[Task prompt]: Print each of the rows below word for word, leaving out the pictures.

[Records to use]:
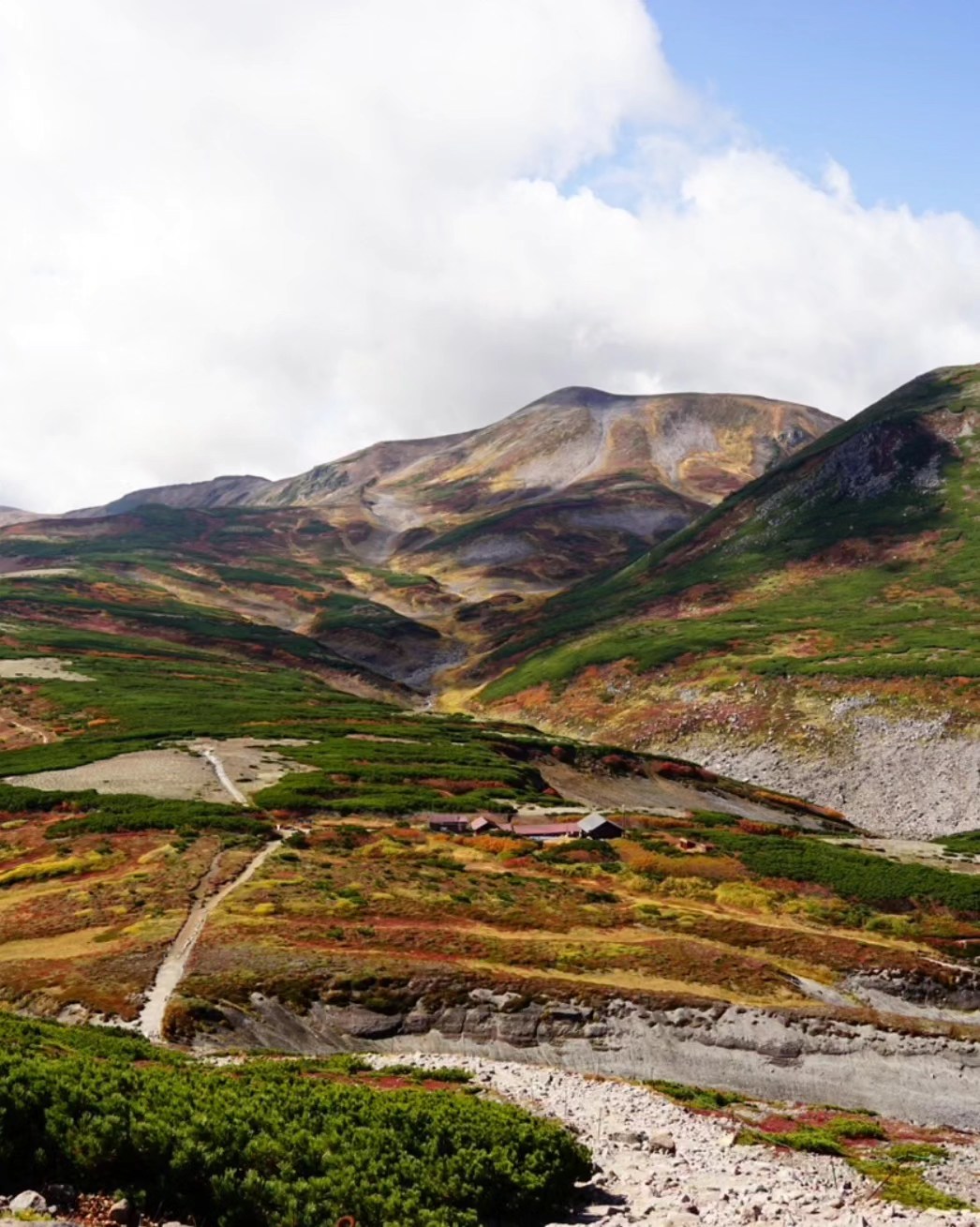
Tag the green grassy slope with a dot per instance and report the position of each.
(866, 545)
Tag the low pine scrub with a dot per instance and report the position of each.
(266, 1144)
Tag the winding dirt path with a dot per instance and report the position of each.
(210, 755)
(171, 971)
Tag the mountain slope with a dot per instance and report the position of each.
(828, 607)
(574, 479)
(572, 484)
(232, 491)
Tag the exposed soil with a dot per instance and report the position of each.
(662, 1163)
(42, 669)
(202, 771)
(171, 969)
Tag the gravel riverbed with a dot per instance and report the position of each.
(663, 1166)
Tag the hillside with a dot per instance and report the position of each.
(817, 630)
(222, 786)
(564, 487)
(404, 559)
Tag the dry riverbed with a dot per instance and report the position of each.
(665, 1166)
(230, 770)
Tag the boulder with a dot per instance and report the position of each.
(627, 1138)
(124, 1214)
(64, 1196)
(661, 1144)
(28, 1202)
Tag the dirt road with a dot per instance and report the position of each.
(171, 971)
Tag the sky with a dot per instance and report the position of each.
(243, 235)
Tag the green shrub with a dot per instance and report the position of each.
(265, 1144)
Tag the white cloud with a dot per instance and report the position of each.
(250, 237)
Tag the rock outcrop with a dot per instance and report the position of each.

[Result below]:
Tag the green grassy slope with a dot per instance and report the position of each.
(866, 545)
Tag the low pine scrub with a dot per instance and report the position of each.
(266, 1144)
Tag the winding dirt path with a dot per instance and report the position of each.
(210, 755)
(171, 971)
Tag the mountain slope with a dot per instance and report the position of each.
(828, 607)
(574, 479)
(572, 484)
(232, 491)
Tag the exposed soil with a dot per instance and report the position of each.
(662, 1163)
(42, 669)
(202, 771)
(171, 969)
Tag the gravel riverbed with a dot per instance and report the position of each.
(663, 1166)
Tag the hillside with a dot per instance and report the position of each.
(817, 630)
(222, 786)
(564, 487)
(404, 559)
Tag the dry riverbed with a dot per instance and report the position of each.
(665, 1166)
(230, 770)
Tag the boulder with a dot per instance and report the position of each.
(627, 1138)
(124, 1214)
(64, 1196)
(661, 1144)
(28, 1202)
Tag the dirt road with a dot per instance and report the position of each.
(171, 971)
Tag the sky with a dot per instance and report the position of each.
(243, 235)
Tag the green shrub with a dot per instance and report the position of each.
(265, 1144)
Tag the white cloud with a dot per instance and report the position of each.
(250, 237)
Tag the rock outcrop with a dot per instance and report the position of each.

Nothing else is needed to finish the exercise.